-- EXERCISE PASSAGE follows --

It is time to reindustrialise the European Union

Brussels wants to secure the EU’s sovereignty by improving the autonomy, competitiveness, and resilience of its industrial sector to reduce its dependence on other global players

 

The EU’s industrial sector still accounts for more than 20 per cent of its economy, generates some 35 million jobs and is equivalent to 80 per cent of exported goods. Yet, it is in danger of lagging behind the world’s two major powers, China, and the United States, which are promoting massive reindustrialisation processes.

The disruption of the raw materials and semiconductor supply value chains caused by the pandemic and the sanctions on Russia highlighted the need to reflect on how to promote reindustrialisation policies that guarantee the strategic autonomy of the 27 member states.

It was evident that the structural base in key sectors, such as dual-use high technology, energy supply, raw materials, rare earth and the defence industry, had to be strengthened while favouring the energy transition towards a new economic model less dependent on hydrocarbons.

 

Financing technological sovereignty and energy transition

In this context, the EU’s Next Generation funds were launched, a programme agreed as an economic response to the COVID-19 pandemic and endowed with 800 billion euros to finance the digital and ecological transitions.

-- EXERCISE PASSAGE concluded --

PROBLEM TO WORK ON.
According to the text on EU reindustrialization, how much funding was the Next Generation program given?

-- DATA RECORDS follows --

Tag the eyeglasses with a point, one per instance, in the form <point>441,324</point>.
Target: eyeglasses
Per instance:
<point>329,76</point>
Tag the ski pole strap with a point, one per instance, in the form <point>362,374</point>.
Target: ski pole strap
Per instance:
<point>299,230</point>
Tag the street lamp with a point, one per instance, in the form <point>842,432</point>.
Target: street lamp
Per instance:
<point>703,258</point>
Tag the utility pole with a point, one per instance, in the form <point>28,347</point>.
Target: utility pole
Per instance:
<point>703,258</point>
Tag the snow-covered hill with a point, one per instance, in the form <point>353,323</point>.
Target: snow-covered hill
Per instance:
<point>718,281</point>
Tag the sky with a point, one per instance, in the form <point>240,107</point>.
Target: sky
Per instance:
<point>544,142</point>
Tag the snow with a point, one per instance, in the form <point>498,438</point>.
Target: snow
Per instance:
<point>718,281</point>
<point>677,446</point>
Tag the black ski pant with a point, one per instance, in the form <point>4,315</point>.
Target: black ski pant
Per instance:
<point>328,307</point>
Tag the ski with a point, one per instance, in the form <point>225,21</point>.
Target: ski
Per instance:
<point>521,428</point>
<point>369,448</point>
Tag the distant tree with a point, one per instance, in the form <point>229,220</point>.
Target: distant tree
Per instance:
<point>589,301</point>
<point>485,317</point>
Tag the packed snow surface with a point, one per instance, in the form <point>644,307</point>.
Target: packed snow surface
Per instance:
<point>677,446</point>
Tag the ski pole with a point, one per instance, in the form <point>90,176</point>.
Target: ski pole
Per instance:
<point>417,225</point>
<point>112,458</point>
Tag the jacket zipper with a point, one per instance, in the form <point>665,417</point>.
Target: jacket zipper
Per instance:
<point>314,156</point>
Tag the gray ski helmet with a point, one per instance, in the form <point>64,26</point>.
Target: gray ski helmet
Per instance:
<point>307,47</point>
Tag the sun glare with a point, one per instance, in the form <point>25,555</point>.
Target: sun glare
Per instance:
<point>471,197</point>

-- DATA RECORDS concluded --

SOLUTION TO THIS TASK.
800 billion euros.